COMPITI DA SVOLGERE.
A. Trascrivi una parte del brano sul settore bancario, a partire da "In primis va" e proseguendo fino a "Effetto Ft?".
B. Indica se ciascuna affermazione concorda con il brano sul settore bancario, rispondendo sì o no e citando le parole decisive del brano.
(i) Il giorno prima Monte dei Paschi aveva chiuso a 0,52 euro.
(ii) Nel primo semestre del 2011 Deutsche Bank ha ridotto del 50% l'esposizione netta al debito governativo italiano.
(iii) Nomura ha alzato le stime sugli utili del settore.
C. Prosegui il brano sul settore bancario dopo la sua ultima frase.

BRANO DA LEGGERE.
________________
In primis va rilevato che la volatilità del settore in questo periodo deve indurre alla prudenza: cioè, per intenderci, Monte dei Paschi oggi ha toccato un minimo di 0,503 euro (la chiusura di ieri era stata 0,52), per poi risalire a 0,542 e attualmente viaggia su 0,515 euro.

Effetto Ft?

Ciò detto, un effetto psicologico negativo lo ha indubbiamente avuto l’apertura del dorso del Financial Times che titola “Deustsche Bank si copre dal rischio italia”. E, nell’articolo, descrive la strategia (peraltro sottolineata nell’analisi di oggi del Sole24Ore a firma di Walter Riolfi) dell’istituto tedesco che «ha ridotto l’esposizione netta al debito governativo italiano dell’88% nel primo semestre del 2011». Una mossa però che, a quanto scrive lo steso Ft, «sarebbe realizza non attraverso vendita di bond italiani, bensì attravesr un’attività di copertura con l’acquisto di Credit default swap».

A quello che può essere definito “effetto Ft” si sono aggiunti in giornata alcuni report di case d’affari (come Nomura) che hanno tagliato le stime sugli utili e, di conseguenza, anche sui target price del settore.
________________
MATERIALE RACCOLTO.
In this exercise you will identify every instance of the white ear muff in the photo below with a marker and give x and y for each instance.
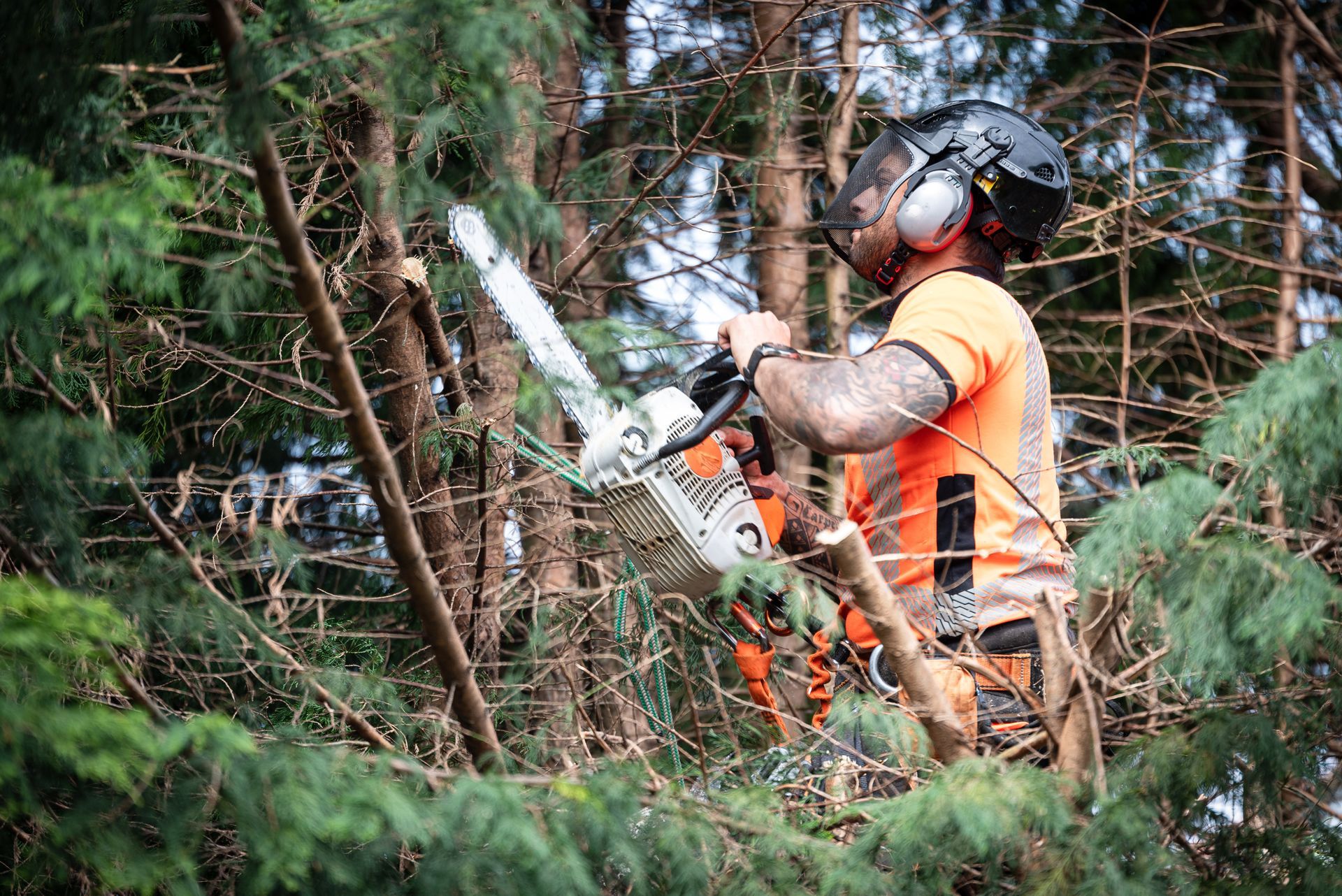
________________
LE RISPOSTE.
A.
In primis va rilevato che la volatilità del settore in questo periodo deve indurre alla prudenza: cioè, per intenderci, Monte dei Paschi oggi ha toccato un minimo di 0,503 euro (la chiusura di ieri era stata 0,52), per poi risalire a 0,542 e attualmente viaggia su 0,515 euro.

Effetto Ft?

B.
(i) Sì: "la chiusura di ieri era stata 0,52".
(ii) No: "ha ridotto l’esposizione netta al debito governativo italiano dell’88% nel primo semestre del 2011".
(iii) No: "hanno tagliato le stime sugli utili".

C.
I timori sul debito sovrano

Non può dimenticarsi, poi, l’andamento degli spread sui titoli governativi: secondo i dati di Dow Jones, la differenza di rendimento tra il BTp biennale e il Bund tedesco è passato da 267,5 basis point di ieri agli attuali 288,9. Analogo andamento per il decennale: si è passati dallo spread di 2,75% a uno di 2,92 per cento. In una situazione simile, giusto o sbagliato che sia, il mercato fa un banale ragionamento: le banche sono tra le principali prenditrici dei titoli di Stato italiano; giocoforza, il calo delle quotazioni induce potenziali svalutazioni di questi asset a bilancio. Non conta che gli istituti di credito siano solidi: conta di più il contesto (il sistema italia) in cui lavorano. La bassa crescita stimata, il debito pubblico alto sono un mix cui è meglio stare distanti. Così, la prima cosa che sembra meglio fare è vendere i bancari.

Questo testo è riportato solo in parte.